• Deine Aufgabe:
Schreibe den Text über das Medizinstudium von „Die Ergebnisse einer“ bis „gewesen. Aber so?“ neu und setze dabei „Begeisterung“ an die Stelle von „Enthusiasmus“.

• Vorliegender Text:
____
Studiert bloß nicht Medizin: Gründe gegen ein Medizinstudium

Die Ergebnisse einer Umfrage unter Jungärzten schrecken auf. Der Traumberuf wird zum Knochenjob. Die Arbeit in der Klinik frustriert viele. Warum?

Die Desillusionierung kam schneller als erwartet. Dabei waren sie voller Enthusiasmus und Elan, als sie nach der Schule ihr Medizinstudium begannen. Fünf Jahre Texte büffeln, Formeln auswendig lernen und sich auf Multiple-Choice-Tests vorbereiten, waren auch kein Zuckerschlecken. Versagensängste und Tränen vor dem Physikum gehörten ebenso dazu wie beglückende Erfahrungen während der Famulatur in der Hausarztpraxis. Okay, im Praktischen Jahr, als sie erstmals im eigenen weißen Kittel den anderen auf Station folgen durften, da war der Druck auf dem Team oft schon greifbar gewesen. Aber so?
____
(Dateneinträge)
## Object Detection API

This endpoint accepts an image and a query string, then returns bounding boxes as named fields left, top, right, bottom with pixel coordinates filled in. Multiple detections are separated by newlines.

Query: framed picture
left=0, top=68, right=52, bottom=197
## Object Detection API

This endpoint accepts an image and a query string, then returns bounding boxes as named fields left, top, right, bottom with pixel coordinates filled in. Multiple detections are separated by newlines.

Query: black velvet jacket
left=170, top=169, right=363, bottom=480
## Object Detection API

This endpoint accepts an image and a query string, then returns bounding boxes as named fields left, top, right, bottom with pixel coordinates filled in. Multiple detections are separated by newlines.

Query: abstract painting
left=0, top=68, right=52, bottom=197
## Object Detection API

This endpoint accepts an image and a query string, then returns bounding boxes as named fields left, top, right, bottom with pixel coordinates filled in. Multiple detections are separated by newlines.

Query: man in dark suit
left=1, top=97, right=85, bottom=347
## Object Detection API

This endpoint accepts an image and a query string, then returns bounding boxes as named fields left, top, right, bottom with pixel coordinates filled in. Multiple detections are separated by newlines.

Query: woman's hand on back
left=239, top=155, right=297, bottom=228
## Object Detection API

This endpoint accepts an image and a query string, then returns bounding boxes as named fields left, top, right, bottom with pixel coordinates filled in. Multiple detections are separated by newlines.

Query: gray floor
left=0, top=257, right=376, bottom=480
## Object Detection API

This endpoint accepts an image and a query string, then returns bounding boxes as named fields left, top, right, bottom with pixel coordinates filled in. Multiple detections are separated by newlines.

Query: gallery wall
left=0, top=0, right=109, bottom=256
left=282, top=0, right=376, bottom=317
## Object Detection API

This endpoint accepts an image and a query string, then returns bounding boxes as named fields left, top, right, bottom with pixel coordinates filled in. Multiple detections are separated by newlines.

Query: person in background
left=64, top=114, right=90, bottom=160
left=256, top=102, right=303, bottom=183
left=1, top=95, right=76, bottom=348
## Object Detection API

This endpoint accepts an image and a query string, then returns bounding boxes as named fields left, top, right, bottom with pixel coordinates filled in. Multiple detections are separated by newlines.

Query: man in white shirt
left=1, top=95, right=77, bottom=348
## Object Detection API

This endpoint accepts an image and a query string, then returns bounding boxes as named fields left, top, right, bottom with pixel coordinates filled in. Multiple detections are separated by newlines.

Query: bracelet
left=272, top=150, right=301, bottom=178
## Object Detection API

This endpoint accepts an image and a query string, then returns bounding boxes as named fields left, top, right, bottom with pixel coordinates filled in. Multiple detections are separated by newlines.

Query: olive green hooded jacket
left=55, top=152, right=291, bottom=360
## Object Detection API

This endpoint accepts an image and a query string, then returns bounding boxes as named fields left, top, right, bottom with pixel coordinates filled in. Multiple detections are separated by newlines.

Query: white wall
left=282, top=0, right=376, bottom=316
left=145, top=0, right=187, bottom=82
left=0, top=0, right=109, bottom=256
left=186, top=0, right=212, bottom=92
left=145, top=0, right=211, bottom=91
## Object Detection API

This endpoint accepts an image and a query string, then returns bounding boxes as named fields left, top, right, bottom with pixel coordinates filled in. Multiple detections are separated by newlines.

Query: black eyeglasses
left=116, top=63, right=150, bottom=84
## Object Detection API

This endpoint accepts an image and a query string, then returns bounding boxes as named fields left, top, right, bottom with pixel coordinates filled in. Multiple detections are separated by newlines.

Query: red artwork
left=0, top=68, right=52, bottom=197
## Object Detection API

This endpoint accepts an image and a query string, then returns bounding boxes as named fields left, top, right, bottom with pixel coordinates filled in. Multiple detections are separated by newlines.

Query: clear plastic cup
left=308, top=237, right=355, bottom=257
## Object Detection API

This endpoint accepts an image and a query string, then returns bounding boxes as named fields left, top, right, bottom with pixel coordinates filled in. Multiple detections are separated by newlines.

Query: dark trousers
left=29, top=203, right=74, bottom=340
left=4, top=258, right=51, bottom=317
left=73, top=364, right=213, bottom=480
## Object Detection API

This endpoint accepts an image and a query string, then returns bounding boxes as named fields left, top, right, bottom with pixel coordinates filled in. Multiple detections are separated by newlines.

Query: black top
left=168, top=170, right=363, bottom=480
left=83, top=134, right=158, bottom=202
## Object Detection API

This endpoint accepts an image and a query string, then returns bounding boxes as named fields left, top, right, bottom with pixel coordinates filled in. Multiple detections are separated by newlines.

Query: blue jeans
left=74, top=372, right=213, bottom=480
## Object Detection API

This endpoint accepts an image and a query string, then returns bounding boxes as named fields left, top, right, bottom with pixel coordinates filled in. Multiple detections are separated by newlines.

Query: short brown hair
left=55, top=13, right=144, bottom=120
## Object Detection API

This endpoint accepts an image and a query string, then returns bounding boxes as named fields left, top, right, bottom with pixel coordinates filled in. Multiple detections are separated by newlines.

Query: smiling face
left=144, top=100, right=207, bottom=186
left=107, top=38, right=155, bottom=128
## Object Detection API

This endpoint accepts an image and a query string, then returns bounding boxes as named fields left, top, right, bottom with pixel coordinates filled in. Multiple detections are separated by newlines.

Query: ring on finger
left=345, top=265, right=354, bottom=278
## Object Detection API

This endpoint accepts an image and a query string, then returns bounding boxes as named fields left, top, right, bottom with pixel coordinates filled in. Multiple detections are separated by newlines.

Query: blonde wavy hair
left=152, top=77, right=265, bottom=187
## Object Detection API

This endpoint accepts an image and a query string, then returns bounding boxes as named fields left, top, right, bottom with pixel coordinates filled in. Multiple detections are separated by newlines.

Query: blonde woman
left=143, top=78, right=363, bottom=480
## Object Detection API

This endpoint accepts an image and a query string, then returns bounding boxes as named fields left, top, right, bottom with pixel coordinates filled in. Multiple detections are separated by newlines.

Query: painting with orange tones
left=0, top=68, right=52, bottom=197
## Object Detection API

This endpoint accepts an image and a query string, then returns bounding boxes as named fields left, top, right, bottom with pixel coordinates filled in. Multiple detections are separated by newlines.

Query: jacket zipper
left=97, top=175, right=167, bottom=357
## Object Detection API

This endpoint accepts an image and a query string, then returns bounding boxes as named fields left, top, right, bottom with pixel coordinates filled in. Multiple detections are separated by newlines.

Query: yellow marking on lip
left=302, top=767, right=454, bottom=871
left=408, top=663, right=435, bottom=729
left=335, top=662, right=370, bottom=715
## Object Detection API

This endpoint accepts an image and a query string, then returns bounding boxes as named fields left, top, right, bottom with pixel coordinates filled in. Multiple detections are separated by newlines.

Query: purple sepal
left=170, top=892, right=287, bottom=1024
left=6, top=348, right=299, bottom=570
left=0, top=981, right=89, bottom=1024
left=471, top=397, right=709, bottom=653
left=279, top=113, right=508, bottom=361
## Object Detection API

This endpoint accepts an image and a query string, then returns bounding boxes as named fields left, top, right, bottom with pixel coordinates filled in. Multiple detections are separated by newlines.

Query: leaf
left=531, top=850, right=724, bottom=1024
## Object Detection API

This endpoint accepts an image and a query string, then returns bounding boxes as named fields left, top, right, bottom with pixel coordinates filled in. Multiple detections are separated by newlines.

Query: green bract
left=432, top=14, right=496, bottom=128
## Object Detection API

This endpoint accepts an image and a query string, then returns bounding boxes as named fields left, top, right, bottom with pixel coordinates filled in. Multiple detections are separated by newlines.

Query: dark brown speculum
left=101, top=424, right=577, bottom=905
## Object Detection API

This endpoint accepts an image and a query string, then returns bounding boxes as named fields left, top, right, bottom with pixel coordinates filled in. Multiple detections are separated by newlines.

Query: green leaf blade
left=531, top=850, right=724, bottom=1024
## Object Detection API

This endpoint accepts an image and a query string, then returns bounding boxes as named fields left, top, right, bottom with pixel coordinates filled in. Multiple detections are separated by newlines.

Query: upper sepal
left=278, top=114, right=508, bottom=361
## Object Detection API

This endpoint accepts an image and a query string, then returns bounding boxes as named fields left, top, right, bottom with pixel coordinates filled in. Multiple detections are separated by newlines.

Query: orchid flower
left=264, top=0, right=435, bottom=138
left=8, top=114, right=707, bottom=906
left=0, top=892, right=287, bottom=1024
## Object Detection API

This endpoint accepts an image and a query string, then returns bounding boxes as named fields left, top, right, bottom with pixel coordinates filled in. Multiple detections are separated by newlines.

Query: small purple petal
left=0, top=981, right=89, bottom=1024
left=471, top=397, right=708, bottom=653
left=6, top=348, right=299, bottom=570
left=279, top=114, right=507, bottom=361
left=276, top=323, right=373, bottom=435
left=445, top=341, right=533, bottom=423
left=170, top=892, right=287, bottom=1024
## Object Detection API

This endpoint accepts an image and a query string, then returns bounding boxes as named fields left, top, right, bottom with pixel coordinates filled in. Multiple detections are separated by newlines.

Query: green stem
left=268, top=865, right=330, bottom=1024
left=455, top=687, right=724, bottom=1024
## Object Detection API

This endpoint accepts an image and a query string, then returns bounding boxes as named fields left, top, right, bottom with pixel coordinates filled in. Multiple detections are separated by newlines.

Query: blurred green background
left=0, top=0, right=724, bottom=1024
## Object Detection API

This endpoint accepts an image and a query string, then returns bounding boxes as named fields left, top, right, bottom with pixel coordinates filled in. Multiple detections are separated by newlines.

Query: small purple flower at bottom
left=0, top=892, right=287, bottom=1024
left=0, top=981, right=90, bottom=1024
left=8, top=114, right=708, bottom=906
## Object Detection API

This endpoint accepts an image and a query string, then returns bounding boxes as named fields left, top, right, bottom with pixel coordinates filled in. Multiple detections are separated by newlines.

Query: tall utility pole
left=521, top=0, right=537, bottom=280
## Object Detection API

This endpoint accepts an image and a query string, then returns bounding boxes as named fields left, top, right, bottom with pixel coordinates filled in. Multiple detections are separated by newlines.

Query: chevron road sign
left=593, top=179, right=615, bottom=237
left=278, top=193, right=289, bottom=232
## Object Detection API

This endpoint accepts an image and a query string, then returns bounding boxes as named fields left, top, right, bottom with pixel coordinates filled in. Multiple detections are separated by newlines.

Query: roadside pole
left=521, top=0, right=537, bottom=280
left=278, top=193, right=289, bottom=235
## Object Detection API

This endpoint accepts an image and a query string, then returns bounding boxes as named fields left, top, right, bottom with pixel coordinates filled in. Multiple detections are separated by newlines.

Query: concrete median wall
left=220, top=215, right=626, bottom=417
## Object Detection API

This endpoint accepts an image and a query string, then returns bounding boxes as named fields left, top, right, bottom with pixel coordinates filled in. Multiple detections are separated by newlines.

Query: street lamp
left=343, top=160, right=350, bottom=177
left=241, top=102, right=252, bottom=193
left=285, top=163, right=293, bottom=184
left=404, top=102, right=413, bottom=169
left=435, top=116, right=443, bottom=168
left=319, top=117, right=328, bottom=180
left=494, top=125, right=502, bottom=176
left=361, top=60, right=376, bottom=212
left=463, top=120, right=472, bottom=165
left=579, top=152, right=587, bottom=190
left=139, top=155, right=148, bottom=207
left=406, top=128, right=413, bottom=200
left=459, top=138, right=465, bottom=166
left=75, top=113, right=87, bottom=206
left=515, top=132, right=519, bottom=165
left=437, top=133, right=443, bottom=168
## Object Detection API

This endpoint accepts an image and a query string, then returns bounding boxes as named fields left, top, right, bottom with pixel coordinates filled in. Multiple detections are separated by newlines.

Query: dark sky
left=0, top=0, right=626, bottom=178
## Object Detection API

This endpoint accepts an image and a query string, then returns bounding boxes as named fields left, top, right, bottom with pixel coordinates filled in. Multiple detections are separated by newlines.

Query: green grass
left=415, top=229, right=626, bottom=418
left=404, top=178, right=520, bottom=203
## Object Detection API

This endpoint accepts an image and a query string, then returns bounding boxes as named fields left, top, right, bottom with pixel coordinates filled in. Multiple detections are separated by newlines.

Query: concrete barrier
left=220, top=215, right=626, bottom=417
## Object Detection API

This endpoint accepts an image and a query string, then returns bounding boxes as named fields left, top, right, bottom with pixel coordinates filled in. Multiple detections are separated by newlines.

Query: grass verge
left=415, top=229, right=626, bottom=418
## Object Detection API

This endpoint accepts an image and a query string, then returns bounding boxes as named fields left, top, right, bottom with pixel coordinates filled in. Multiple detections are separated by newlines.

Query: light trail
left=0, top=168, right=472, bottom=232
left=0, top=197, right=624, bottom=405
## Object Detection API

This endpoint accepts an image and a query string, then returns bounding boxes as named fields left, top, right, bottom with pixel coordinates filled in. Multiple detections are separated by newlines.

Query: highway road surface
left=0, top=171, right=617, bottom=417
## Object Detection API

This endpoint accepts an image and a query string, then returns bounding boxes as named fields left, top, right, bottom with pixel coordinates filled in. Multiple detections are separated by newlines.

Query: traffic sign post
____
• Fertige Lösung:
Die Ergebnisse einer Umfrage unter Jungärzten schrecken auf. Der Traumberuf wird zum Knochenjob. Die Arbeit in der Klinik frustriert viele. Warum?

Die Desillusionierung kam schneller als erwartet. Dabei waren sie voller Begeisterung und Elan, als sie nach der Schule ihr Medizinstudium begannen. Fünf Jahre Texte büffeln, Formeln auswendig lernen und sich auf Multiple-Choice-Tests vorbereiten, waren auch kein Zuckerschlecken. Versagensängste und Tränen vor dem Physikum gehörten ebenso dazu wie beglückende Erfahrungen während der Famulatur in der Hausarztpraxis. Okay, im Praktischen Jahr, als sie erstmals im eigenen weißen Kittel den anderen auf Station folgen durften, da war der Druck auf dem Team oft schon greifbar gewesen. Aber so?